::: DATA EXTRACT :::

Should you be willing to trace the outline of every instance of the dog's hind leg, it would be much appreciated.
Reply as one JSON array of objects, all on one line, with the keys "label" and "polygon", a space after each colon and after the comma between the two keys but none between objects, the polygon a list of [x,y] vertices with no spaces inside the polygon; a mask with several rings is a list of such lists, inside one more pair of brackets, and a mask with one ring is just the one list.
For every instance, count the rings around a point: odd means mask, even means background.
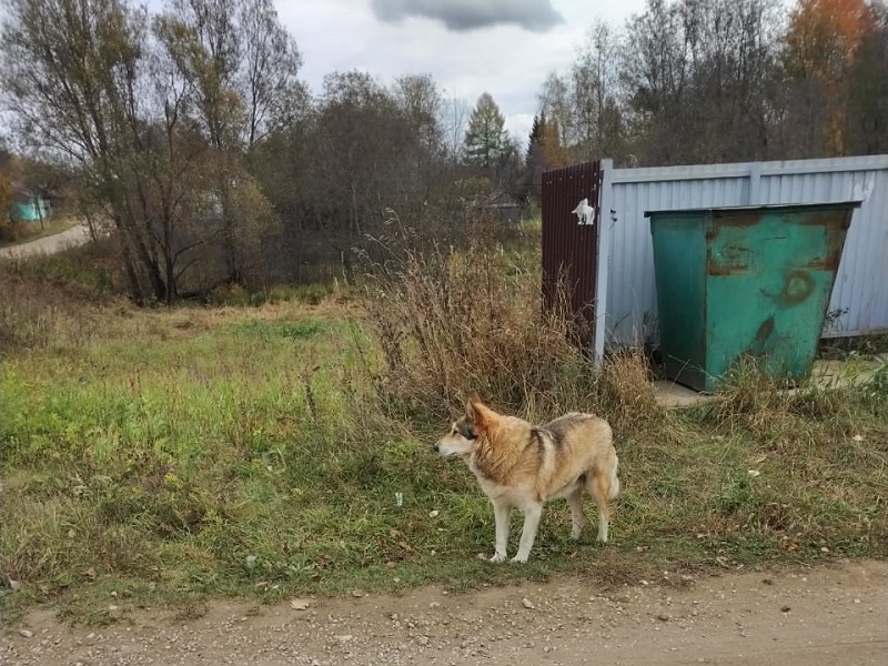
[{"label": "dog's hind leg", "polygon": [[576,490],[567,495],[567,504],[571,505],[571,538],[579,538],[583,527],[586,526],[586,515],[583,513],[583,484],[579,483]]},{"label": "dog's hind leg", "polygon": [[506,544],[508,543],[508,523],[512,518],[512,506],[507,503],[493,503],[493,517],[496,522],[496,551],[491,562],[504,562],[506,558]]},{"label": "dog's hind leg", "polygon": [[610,522],[610,509],[607,506],[607,498],[610,496],[610,477],[607,473],[603,474],[595,470],[589,473],[586,484],[598,506],[598,541],[607,543],[607,528]]},{"label": "dog's hind leg", "polygon": [[524,529],[521,533],[521,543],[518,544],[518,552],[512,562],[524,564],[531,556],[531,548],[534,547],[534,539],[536,538],[536,528],[539,526],[539,516],[543,515],[543,503],[534,502],[524,507]]}]

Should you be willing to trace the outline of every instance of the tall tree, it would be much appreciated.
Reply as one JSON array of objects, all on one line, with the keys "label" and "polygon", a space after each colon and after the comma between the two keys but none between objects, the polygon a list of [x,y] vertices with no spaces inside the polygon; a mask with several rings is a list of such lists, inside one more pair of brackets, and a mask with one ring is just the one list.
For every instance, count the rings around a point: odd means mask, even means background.
[{"label": "tall tree", "polygon": [[846,79],[864,34],[864,0],[798,0],[784,37],[783,65],[791,90],[790,150],[798,157],[846,151]]},{"label": "tall tree", "polygon": [[512,149],[506,119],[488,92],[483,92],[475,102],[465,132],[466,160],[470,164],[491,169]]},{"label": "tall tree", "polygon": [[107,206],[138,300],[167,284],[128,167],[138,142],[147,19],[122,0],[8,0],[0,53],[3,101],[32,148],[75,164]]},{"label": "tall tree", "polygon": [[[259,261],[271,223],[248,171],[250,149],[290,118],[300,97],[301,63],[271,0],[168,0],[157,32],[190,84],[193,118],[213,149],[230,282],[243,282]],[[260,205],[251,211],[239,195]]]},{"label": "tall tree", "polygon": [[846,148],[888,152],[888,4],[874,1],[846,78]]}]

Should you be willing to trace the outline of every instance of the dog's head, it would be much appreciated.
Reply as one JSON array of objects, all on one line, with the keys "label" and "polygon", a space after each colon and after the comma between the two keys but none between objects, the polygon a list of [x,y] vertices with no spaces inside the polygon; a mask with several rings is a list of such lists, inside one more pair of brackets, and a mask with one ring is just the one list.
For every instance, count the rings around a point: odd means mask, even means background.
[{"label": "dog's head", "polygon": [[468,455],[493,417],[494,413],[481,402],[477,393],[473,393],[466,401],[465,414],[454,421],[451,432],[435,443],[435,452],[442,456]]}]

:::

EXERCISE:
Give back exactly the lines running from the line containing "head, it would be much appreciated." through the end of the material above, both included, and nothing beyond them.

WRITTEN SOLUTION:
Should you be willing to trace the outline of every instance of the dog's head, it would be much appreciated.
Reply as one JSON array of objects, all on one line, with the keys "label" and "polygon", a space after each colon and after the comma between the two keys but none between objects, the polygon a list of [x,y] vertices with no spaces inside the polygon; a mask with several rings is a list of such lists, inside one more pair of brackets, and a mask with one ring is just the one list.
For every instance, count the rings around a point: odd means mask, even means background.
[{"label": "dog's head", "polygon": [[468,455],[493,417],[494,413],[481,402],[477,393],[473,393],[466,401],[465,414],[454,421],[451,432],[435,443],[435,452],[442,456]]}]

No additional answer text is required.